Selection >>
===============
[open-linguistics] Creation of a joint linguistic LOD cloud

Thu Nov 3 19:22:47 UTC 2011

On Thu, 03 Nov 2011 16:28:53 +0100, Nancy Ide <ide at cs.vassar.edu> wrote:

> For those of us who were not at the meeting, which type of datasets do  
> you want?

We actually had this discussion briefly at the meeting, as well (although  
I missed a lot, participating via skype only). The general idea was to  
accept everything that can be reasonably linked to other linguistic  
resources such as corpora, dictionaries, thesauri, plain word lists,  
collocation data, etc. In the end, the contributors will decide about the  
actual definition, we wouldn't rule out anything.

The crucial point is whether the data can be assumed to be usefully linked  
with other people's data, with is certainly true for corpora and  
lexical-semantic resources, but possibly not for results from  
psycholinguistic experiments, which are tied to a particular setup and  
stimuli (unless someone objects).
===============
Recorded data >>
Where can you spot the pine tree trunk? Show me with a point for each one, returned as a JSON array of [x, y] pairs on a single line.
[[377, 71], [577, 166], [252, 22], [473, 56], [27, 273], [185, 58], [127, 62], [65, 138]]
===============
Set tasks >>
• a. In the post about the linguistic LOD cloud, how did the writer take part in the meeting?
• b. Write the next few sentences of the post about the linguistic LOD cloud, following on from its final sentence.
The data has no connection to the post about the linguistic LOD cloud.

Written answers >>
• a. Only via Skype.

• b.
As for myself, I am particularly interested in modeling linguistic  
corpora, and I can provide a corpus in RDF, with OWL/DL-defined data  
types. I also thought about converting MASC for this purpose. Other  
possibilities would be (parts of) the Open Parallel corpus  
(http://opus.lingfil.uu.se) or the Copenhagen Dependency Treebank  
(http://code.google.com/p/copenhagen-dependency-treebank).
@Nancy: Is the RDF representation of the MASC already available online ?  
If so, I would focus on one of the latter corpora.

A second question is how large the datasets have to be. Again, we wouldn't  
prescribe anything, so, the provider himself has to decide whether the  
amount of data (s)he provides represents a reasonable starting base. For  
example for richly annotated corpora, already small samples could be of  
interest as the community still has to work out schemes to represent  
linguistic annotations (say, parallel corpora, or coreference-annotated  
corpora) in RDF and RDF-based formalisms properly.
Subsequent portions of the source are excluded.